▶ **DATA ENTRIES**
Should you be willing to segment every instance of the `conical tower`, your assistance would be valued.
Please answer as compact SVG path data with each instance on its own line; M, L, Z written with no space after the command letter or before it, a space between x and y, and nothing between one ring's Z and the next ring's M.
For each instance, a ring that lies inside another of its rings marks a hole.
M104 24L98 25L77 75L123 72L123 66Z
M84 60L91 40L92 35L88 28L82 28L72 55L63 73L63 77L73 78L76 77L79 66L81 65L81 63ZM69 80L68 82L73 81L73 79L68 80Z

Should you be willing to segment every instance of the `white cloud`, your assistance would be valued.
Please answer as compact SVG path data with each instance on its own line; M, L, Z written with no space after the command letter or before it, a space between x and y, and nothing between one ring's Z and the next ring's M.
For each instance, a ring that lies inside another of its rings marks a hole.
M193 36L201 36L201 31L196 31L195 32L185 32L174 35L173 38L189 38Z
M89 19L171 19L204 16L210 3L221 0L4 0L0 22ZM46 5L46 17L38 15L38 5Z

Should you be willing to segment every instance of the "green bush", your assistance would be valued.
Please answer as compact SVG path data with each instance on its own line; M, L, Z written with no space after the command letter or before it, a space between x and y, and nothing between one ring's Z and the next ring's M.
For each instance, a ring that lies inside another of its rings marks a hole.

▶ **CHALLENGE**
Rewrite the entries as a numbered list, leaving out blank lines, from the start of the entries through the line containing "M89 19L171 19L204".

▶ **TASK RESPONSE**
1. Should you be willing to segment every instance of the `conical tower`, your assistance would be valued.
2. Please answer as compact SVG path data with each instance on its own line; M, L, Z written with no space after the command letter or before it, a space between x and y, and nothing between one ring's Z and the next ring's M.
3. For each instance, a ring that lies inside another of its rings marks a hole.
4. M104 24L98 25L77 75L123 72L123 66Z
5. M84 60L91 40L92 35L88 28L82 28L72 55L63 73L63 77L73 78L76 77L79 66L81 65L81 63ZM69 80L68 82L73 81L73 79L68 80Z
6. Should you be willing to segment every instance of the `white cloud`, your assistance would be valued.
7. Please answer as compact SVG path data with each instance on its own line; M, L, Z written with no space after the command letter or before it, a space between x and y, and nothing between one ring's Z and the next ring's M.
8. For each instance, a ring that lies inside another of its rings marks a hole.
9. M193 36L201 36L201 31L196 31L195 32L185 32L174 35L173 38L189 38Z
10. M89 19L171 19L204 16L210 3L221 0L4 0L0 22ZM46 5L46 17L38 15L38 5Z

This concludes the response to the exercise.